◆ GIVEN RECORDS

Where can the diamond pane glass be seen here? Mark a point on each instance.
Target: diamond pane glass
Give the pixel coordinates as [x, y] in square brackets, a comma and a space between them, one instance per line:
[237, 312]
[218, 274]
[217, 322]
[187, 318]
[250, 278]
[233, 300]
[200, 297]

◆ ASSIGNMENT
Using the records above, select and copy every line that has the word "diamond".

◆ RESULT OF THIS TASK
Where can the diamond pane glass be seen here? Mark a point on each instance.
Target: diamond pane glass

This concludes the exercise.